A run of rows:

════

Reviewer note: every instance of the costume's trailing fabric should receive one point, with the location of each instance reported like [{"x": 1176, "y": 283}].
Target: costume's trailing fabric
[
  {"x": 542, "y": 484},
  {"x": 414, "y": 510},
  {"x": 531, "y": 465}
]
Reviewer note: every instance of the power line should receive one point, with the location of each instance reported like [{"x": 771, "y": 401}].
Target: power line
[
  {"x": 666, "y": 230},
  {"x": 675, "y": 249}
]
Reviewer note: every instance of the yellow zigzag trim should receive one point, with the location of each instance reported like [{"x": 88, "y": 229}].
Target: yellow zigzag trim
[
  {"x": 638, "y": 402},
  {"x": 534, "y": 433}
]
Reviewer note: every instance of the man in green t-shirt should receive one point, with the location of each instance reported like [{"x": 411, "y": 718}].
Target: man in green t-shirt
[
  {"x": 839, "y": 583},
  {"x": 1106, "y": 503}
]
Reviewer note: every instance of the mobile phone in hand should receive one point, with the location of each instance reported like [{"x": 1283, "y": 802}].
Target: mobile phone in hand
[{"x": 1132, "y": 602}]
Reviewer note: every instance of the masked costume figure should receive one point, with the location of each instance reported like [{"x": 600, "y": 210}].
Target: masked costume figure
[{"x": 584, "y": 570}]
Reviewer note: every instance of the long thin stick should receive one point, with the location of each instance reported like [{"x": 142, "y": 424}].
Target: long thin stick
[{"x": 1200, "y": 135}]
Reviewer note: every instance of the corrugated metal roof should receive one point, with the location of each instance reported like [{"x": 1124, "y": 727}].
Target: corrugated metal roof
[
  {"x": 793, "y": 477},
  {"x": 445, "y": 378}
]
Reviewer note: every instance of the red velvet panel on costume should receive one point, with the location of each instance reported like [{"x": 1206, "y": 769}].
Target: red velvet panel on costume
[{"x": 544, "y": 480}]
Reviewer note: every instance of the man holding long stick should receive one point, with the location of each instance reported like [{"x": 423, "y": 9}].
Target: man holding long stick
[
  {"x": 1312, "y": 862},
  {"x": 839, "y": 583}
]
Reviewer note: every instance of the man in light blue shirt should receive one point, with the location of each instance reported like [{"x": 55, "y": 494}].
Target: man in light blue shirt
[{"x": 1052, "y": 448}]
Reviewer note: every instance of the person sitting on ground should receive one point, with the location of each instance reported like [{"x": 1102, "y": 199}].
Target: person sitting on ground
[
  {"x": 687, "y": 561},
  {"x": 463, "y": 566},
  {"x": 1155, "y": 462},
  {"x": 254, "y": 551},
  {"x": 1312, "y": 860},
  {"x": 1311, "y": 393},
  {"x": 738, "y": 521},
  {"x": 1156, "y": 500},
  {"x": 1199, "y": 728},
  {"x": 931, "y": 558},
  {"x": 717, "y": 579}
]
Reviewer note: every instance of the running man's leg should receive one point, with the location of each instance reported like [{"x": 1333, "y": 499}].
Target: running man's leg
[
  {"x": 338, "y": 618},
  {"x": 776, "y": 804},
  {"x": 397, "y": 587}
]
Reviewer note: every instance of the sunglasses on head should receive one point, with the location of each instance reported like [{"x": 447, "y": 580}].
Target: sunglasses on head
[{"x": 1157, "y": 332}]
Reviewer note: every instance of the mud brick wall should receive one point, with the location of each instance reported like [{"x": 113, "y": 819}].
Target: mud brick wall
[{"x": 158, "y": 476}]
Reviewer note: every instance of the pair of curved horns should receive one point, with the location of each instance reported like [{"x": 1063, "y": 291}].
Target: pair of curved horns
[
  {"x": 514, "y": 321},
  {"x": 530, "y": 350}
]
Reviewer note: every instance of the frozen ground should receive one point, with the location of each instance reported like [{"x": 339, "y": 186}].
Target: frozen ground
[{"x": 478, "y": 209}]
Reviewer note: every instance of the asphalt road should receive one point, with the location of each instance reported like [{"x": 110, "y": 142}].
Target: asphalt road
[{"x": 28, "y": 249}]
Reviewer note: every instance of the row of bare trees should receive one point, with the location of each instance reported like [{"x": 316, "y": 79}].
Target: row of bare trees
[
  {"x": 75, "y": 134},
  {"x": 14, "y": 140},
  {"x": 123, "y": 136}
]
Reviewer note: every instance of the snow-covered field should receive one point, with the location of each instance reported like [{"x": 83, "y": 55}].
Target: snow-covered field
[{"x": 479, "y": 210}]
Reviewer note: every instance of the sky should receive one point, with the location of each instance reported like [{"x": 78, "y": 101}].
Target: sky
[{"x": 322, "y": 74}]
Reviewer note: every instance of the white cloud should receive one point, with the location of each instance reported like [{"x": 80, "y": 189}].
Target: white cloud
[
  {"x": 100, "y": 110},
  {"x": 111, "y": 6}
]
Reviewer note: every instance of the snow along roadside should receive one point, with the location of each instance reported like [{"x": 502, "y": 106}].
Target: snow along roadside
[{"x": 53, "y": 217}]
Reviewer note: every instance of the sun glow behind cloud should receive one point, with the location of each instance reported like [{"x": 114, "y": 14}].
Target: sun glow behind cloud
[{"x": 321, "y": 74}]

════

» **EXERCISE DESCRIPTION**
Give the part of the rows that opens with the line containing "Reviewer note: every instance of the snow along" and runs through the end of the rows as a two-column CSV with the columns text and answer. Use one CSV line per row, with each field quoted and its line breaks turned into spaces.

» **EXPECTED OUTPUT**
text,answer
"Reviewer note: every instance of the snow along roadside should receive one point, with the location of each instance reported like [{""x"": 502, ""y"": 106}]. Target: snow along roadside","[{""x"": 53, ""y"": 217}]"
"Reviewer note: every instance of the sun glow behind cloud should receive one point, with the location of each instance reported like [{""x"": 114, ""y"": 14}]. Target: sun glow behind cloud","[{""x"": 321, ""y"": 74}]"